TEXT UNDER STUDY
+ + + + +

How COVID-19 Vaccination Effort Should Proceed

December 22, 2020
Saskia v. Popescu, PhD, MPH, MA, CIC
Saskia v. Popescu, PhD, MPH, MA, CIC

When it comes to COVID-19 vaccinations, it’s important to consider ancillary staff. Employees in environmental services, lab, respiratory therapy, physical therapy, and food services who have been working in high-risk areas.

The United States is experiencing the worst coronavirus disease 2019 (COVID-19) surge since the beginning of the pandemic. We’re seeing a seven-day average of 209,000 new daily cases, over 119,000 people hospitalized, and over 2600 people a day dying from the disease. The past week has been busy with news of vaccine roll-outs. Not only is the Pfizer vaccine in distribution, but Moderna’s vaccine recently got approval for emergency use authorization (EUA).

Now though, comes the most challenging piece for many in infection prevention and healthcare—distribution of the vaccine. Most of the healthcare workers on the frontlines will be included in the first stages of. While the US Centers for Disease Control and Prevention has released interim recommendations for the use of COVID-19 vaccines through the Advisory Committee on Immunization Practices (ACIP), it’s ultimately up to local (state) authorities to determine roll-out. In addition to these recommendations, the National Academies of Sciences, Engineering, and Medicine has released a framework for equitable allocation. This allocation proposal includes four phases, which starts with those working in high-risk health settings and first responders, followed by those with underlying conditions and older adults living in congregate or overcrowded settings.

In Phase 2, the direction shifts to teachers and school staff, high-risk industrial settings, and people in prisons and jails. The authors also noted that “Current evidence shows that COVID-19 disproportionately affects particular racial and ethnic minority groups, including Black, Hispanic or Latinx, American Indian and Alaska Native, and Native Hawaiian and Pacific Islander communities. Many of these groups experience increased social risks and are impacted by structural inequalities that contribute to health inequities, along with pre-existing conditions that put them at higher risk of severe illness and death from COVID-19.”

Currently, US states and hospitals are working to identify their rollout plans. For many in healthcare though, the question will be—who goes first? Part of this will involve infection prevention efforts and insights—who are those most at risk and involved in exposures? One piece will be to involve those working on designated COVID-19 units and high-risk areas, like emergency departments and urgent care clinics.

+ + + + +

TASK INSTRUCTIONS
**A.** Write out the part of the article on COVID-19 vaccination starting with "The United States" and going on through "use authorization (EUA).".
**B.** According to the article on COVID-19 vaccination, what was the seven-day average of new daily cases in the United States?
**C.** List the areas of work that the article on COVID-19 vaccination names for ancillary staff.
The material that comes next has no connection to the article on COVID-19 vaccination.

Stored items

+ + + + +

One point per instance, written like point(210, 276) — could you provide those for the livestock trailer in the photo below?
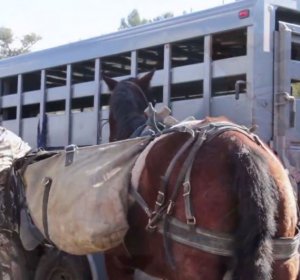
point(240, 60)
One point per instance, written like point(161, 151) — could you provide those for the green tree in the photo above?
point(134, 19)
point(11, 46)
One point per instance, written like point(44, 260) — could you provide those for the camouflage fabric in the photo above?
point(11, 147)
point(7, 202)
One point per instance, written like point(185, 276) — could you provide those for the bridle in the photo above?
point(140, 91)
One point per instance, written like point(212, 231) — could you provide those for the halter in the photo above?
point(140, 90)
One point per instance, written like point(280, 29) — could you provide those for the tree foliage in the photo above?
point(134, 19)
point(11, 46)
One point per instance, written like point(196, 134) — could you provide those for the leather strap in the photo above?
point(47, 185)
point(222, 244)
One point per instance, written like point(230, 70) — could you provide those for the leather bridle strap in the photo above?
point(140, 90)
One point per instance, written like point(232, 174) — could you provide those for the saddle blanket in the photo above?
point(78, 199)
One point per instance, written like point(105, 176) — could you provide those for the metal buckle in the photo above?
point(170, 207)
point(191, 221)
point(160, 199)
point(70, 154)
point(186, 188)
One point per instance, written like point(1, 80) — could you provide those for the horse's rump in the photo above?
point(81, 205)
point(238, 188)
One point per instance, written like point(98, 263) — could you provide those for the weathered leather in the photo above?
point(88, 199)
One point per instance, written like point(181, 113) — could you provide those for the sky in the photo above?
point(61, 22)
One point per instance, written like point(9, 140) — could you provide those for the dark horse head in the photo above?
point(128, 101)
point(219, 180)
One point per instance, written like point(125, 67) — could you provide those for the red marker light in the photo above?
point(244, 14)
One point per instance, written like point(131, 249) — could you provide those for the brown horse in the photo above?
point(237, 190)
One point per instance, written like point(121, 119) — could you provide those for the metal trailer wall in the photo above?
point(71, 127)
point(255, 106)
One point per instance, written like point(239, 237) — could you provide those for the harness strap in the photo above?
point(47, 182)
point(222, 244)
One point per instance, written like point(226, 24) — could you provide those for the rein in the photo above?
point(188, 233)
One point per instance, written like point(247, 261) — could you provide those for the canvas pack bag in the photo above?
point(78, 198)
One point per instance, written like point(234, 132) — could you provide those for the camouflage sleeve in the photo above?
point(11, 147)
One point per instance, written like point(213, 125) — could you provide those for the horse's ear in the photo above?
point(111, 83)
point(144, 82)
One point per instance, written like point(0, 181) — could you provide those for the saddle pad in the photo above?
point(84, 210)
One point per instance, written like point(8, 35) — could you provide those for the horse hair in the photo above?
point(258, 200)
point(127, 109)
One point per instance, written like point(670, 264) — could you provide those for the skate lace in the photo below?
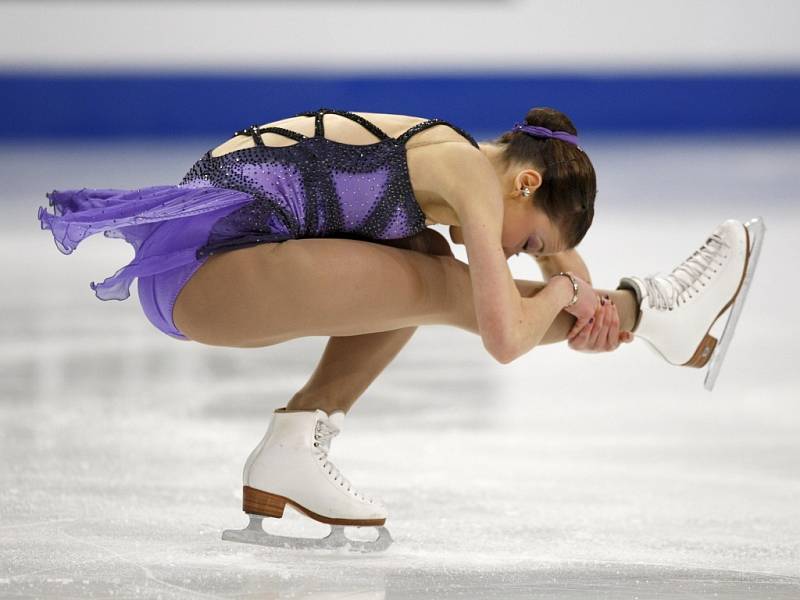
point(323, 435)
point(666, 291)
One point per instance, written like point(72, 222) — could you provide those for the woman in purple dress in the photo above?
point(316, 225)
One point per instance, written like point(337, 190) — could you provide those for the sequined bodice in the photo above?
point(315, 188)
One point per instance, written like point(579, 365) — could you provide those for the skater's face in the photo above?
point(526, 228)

+ + + + +

RESPONSES PER TASK
**A.**
The United States is experiencing the worst coronavirus disease 2019 (COVID-19) surge since the beginning of the pandemic. We’re seeing a seven-day average of 209,000 new daily cases, over 119,000 people hospitalized, and over 2600 people a day dying from the disease. The past week has been busy with news of vaccine roll-outs. Not only is the Pfizer vaccine in distribution, but Moderna’s vaccine recently got approval for emergency use authorization (EUA).

**B.** 209,000 new daily cases.

**C.** environmental services, lab, respiratory therapy, physical therapy, food services